--- begin ROWS ---

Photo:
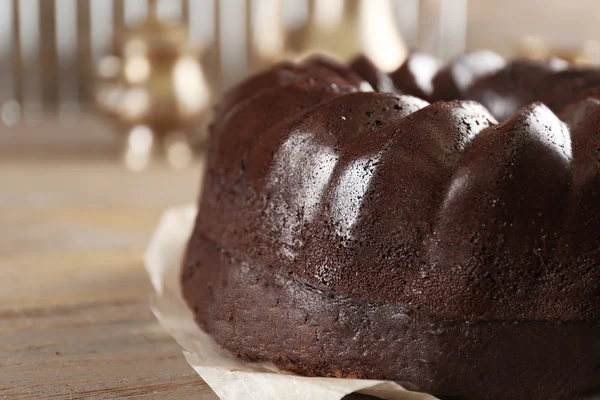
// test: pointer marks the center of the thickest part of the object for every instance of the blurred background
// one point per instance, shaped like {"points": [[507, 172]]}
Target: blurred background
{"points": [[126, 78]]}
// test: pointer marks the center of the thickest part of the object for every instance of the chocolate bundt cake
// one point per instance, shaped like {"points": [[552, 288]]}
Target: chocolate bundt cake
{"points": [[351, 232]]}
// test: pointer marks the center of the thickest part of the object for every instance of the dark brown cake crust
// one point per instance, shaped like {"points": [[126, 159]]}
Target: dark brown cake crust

--- end ROWS ---
--- begin ROWS ---

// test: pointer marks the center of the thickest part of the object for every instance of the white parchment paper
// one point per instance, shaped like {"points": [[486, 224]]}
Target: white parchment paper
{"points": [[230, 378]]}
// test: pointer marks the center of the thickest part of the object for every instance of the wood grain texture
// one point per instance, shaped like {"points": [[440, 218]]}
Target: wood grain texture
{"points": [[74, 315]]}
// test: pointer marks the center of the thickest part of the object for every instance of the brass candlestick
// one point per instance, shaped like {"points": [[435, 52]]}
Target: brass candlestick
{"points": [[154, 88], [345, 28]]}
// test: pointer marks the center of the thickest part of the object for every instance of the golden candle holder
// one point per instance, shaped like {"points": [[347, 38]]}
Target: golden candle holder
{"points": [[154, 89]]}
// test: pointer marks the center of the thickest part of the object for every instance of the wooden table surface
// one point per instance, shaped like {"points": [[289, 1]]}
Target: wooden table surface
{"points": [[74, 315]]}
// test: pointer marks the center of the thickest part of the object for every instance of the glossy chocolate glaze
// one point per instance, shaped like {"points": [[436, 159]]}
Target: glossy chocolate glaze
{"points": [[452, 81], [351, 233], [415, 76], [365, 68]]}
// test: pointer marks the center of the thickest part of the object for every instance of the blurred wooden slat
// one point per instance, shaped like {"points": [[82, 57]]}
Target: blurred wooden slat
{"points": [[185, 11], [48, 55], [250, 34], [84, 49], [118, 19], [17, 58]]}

--- end ROWS ---

Identify each line in the records above that contains the string "texture", and copy those lines. Matching is case-sensitive.

EXERCISE RESPONSE:
// test: pointer marks the center of the thickest part of the object for every instance of the wood grain texture
Target: wood grain texture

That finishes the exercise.